#### PROBLEM:
Copy all of the rows below, including the request line. Shift every coordinate in the answer points up by 150 and leave the request text untouched.

-----

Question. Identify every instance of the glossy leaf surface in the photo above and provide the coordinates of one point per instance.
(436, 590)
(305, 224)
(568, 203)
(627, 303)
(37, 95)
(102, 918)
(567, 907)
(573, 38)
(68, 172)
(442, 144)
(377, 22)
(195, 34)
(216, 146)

-----

#### FINAL RESULT:
Question. Identify every instance of the glossy leaf surface in the photo above and provide the coordinates of one point per instance.
(586, 740)
(455, 374)
(718, 353)
(777, 453)
(187, 245)
(252, 1068)
(717, 1057)
(723, 188)
(218, 322)
(592, 294)
(527, 172)
(345, 184)
(366, 296)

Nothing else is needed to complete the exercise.